Le 1er juin 2003, DCN ne sera plus un service administratif du ministère de la défense, conformément aux prescriptions du législateur. L'article 78 de la loi de finances rectificative pour 2001 dispose en effet que l'entreprise nationale « régie par le code du commerce, dont le capital est détenu en totalité par l'Etat » doit entrer en activité deux ans après la promulgation de la loi, au plus tard. A cet effet, l'Etat et DCN ont préparé un contrat pluriannuel, qui fixera leurs relations financières, les objectifs économiques et sociaux de l'entreprise et un certain niveau de commandes du ministère de la défense en contrepartie.

Une société de préfiguration, DCN développement, a été créée fin janvier 2002, afin de préparer le transfert des actifs et les conditions juridiques de l'entrée en activité de l'entreprise nationale. Le contrat pluriannuel, qui devait être signé au plus tard à la fin du premier trimestre 2003, a été rendu public au cours du mois de mars. Il y est précisé que l'entreprise devra réaliser un chiffre d'affaires moyen de 1,8 milliard d'euros sur la période 2003-2008 et atteindre un résultat net de 4 % en 2008, l'objectif étant de présenter des comptes positifs dès 2005. Pour ce faire, les coûts de production seront réduits de 12 % et l'Etat s'engagera à investir quelque 860 millions d'euros dans l'outil de production.

La société nationale DCN ne sera plus soumise aux contraintes administratives et juridiques (le code des marchés publics, entre autres), qui entravaient le bon déroulement de son activité industrielle du temps de son statut d'administration. Sous réserve que les recrutements nécessaires en cadres et en main-d'œuvre qualifiée interviennent rapidement, sa réactivité et la qualité de ses prestations, notamment dans le domaine de l'entretien de la flotte, devraient progressivement s'améliorer et correspondre aux niveaux atteints par ses principaux concurrents. Il reste que DCN devra désormais s'acquitter de la taxe sur la valeur ajoutée (TVA) et des impôts locaux, ce qui se traduira par des surcoûts, de l'ordre de 700 millions d'euros sur cinq ans, sous réserve de la neutralité fiscale de la réforme.

Au regard de son plan de charge à l'exportation, l'entreprise est capable d'acquérir rapidement un niveau de compétitivité suffisant pour redresser sa situation financière sans porter préjudice au montant des crédits d'équipement des armées. Encore faut-il qu'elle bénéficie, à titre transitoire, d'un certain nombre de commandes inscrites dans la loi n° 2003-73 du 27 janvier 2003, relative à la programmation militaire pour les années 2003 à 2008. Le projet de contrat d'entreprise comporte des assurances sur ce point.

B. UNE ÉVOLUTION NÉCESSAIRE AU REGARD DU CONTEXTE INDUSTRIEL EUROPÉEN

Le secteur de la construction navale militaire est, aux niveaux européen et international, en complète mutation alors que l'étendue des besoins aujourd'hui exprimés par les marines de guerre laisse augurer l'émergence durable de très importants marchés de renouvellement et de renforcement des capacités. Des alliances s'ébauchent ou se concrétisent. Pour que DCN conserve l'un des premiers rôles européens de son secteur d'activité, il lui faudra approfondir ses coopérations. Telle est en tout cas l'une des possibilités offertes par son changement de statut.

Contenu des données ▸
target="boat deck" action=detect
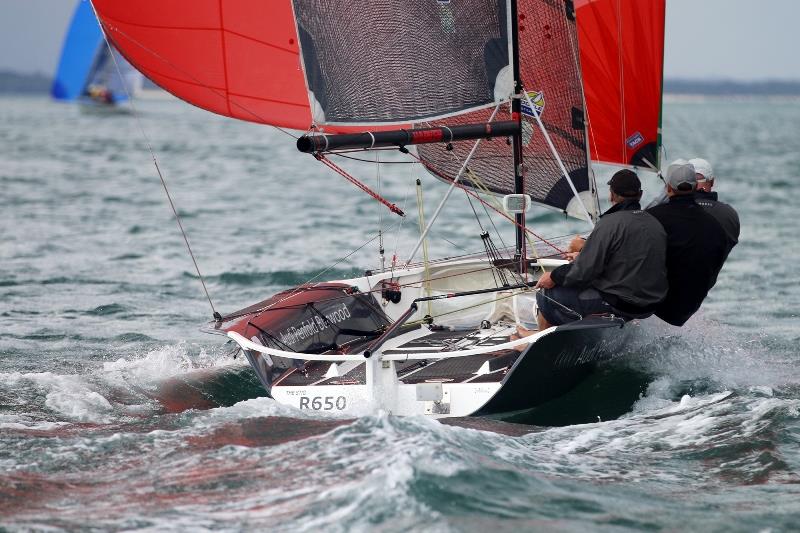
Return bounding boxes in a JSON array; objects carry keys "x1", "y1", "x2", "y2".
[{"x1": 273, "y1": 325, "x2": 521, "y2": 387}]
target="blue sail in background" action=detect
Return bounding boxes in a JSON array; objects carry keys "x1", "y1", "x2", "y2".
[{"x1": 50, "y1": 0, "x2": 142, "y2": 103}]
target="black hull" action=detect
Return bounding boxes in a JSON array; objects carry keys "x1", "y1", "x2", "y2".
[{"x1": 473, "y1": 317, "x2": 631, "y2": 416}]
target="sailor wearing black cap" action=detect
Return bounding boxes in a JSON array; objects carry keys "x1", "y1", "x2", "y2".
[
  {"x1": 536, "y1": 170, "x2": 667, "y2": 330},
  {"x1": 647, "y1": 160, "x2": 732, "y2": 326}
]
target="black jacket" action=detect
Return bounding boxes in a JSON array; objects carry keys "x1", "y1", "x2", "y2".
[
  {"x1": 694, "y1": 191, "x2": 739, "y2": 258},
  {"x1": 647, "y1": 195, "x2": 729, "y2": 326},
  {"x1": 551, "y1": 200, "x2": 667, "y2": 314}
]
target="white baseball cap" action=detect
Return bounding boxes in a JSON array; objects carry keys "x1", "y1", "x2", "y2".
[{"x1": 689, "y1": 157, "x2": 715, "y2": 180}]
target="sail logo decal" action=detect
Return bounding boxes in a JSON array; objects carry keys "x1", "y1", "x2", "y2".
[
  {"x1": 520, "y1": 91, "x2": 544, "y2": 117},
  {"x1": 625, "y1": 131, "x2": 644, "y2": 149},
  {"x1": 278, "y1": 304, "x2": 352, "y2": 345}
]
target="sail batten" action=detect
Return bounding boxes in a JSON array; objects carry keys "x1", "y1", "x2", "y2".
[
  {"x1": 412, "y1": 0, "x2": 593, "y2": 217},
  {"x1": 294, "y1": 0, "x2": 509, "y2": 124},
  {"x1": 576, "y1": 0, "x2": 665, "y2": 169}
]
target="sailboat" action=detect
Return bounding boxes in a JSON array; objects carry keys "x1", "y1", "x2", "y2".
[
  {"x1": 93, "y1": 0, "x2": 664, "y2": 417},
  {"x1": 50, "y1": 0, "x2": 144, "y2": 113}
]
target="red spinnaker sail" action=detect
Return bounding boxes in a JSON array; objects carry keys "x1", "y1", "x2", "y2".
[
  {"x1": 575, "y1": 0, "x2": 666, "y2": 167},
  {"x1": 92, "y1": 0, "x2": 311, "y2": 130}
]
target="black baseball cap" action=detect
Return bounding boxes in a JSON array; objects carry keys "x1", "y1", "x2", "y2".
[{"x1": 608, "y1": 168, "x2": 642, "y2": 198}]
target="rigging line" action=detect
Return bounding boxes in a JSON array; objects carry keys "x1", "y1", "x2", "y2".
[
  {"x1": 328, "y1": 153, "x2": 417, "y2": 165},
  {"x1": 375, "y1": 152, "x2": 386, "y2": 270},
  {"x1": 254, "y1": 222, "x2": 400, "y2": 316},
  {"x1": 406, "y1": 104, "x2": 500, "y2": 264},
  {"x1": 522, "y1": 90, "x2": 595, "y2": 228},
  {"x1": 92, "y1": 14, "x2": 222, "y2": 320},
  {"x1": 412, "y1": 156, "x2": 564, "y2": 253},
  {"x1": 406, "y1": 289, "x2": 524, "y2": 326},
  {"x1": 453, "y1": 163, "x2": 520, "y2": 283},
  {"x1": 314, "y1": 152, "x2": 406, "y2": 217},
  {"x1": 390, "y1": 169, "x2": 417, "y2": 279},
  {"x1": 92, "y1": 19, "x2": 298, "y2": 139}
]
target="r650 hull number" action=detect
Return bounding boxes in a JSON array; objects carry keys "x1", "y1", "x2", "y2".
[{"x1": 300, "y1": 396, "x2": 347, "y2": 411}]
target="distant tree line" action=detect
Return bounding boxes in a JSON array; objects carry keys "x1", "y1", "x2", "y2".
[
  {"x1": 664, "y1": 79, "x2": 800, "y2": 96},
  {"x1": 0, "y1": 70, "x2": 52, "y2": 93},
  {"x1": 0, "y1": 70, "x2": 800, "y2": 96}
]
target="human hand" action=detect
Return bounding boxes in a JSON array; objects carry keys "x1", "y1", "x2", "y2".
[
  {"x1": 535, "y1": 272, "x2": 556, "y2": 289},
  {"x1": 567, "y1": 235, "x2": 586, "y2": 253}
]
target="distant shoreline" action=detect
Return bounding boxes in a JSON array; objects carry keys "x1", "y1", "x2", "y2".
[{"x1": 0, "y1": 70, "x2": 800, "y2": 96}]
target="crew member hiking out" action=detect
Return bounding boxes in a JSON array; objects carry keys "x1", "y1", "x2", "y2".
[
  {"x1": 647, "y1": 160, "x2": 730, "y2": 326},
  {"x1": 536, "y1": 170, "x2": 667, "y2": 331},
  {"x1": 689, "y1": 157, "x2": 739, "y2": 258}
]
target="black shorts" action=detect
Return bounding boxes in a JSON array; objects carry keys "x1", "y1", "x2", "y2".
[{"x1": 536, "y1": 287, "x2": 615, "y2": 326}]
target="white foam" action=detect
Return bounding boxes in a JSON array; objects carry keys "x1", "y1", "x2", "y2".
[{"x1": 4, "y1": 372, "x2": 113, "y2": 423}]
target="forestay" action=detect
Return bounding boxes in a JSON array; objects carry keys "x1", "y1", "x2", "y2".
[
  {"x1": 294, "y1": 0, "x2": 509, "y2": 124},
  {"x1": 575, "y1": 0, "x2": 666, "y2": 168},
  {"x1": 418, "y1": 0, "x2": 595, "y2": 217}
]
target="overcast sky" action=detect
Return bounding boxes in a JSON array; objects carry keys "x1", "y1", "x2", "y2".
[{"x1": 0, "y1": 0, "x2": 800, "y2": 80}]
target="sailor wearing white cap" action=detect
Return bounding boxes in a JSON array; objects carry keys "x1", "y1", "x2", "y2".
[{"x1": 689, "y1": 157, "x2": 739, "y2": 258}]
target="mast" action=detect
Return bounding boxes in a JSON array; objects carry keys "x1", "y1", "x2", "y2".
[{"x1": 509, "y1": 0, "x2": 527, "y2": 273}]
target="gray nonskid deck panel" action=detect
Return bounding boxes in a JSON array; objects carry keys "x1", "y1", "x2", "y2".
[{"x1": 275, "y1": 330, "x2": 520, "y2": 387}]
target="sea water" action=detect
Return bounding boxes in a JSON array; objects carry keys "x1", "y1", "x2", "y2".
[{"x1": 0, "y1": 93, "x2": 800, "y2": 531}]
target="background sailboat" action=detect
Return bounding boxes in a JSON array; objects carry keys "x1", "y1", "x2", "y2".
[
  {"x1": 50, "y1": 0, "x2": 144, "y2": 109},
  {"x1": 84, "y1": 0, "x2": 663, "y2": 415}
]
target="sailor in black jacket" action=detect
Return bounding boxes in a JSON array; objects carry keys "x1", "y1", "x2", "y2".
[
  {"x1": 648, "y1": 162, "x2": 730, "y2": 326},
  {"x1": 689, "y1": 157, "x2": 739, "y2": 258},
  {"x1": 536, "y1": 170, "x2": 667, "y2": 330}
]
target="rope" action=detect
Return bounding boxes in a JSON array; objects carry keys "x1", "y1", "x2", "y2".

À faire ▸
Pouvez-vous transcrire fidèlement le passage sur le changement de statut de DCN, en commençant aux mots « Une société de » et en vous arrêtant après « l'outil de production. » ?

Réponse rédigée ▸
Une société de préfiguration, DCN développement, a été créée fin janvier 2002, afin de préparer le transfert des actifs et les conditions juridiques de l'entrée en activité de l'entreprise nationale. Le contrat pluriannuel, qui devait être signé au plus tard à la fin du premier trimestre 2003, a été rendu public au cours du mois de mars. Il y est précisé que l'entreprise devra réaliser un chiffre d'affaires moyen de 1,8 milliard d'euros sur la période 2003-2008 et atteindre un résultat net de 4 % en 2008, l'objectif étant de présenter des comptes positifs dès 2005. Pour ce faire, les coûts de production seront réduits de 12 % et l'Etat s'engagera à investir quelque 860 millions d'euros dans l'outil de production.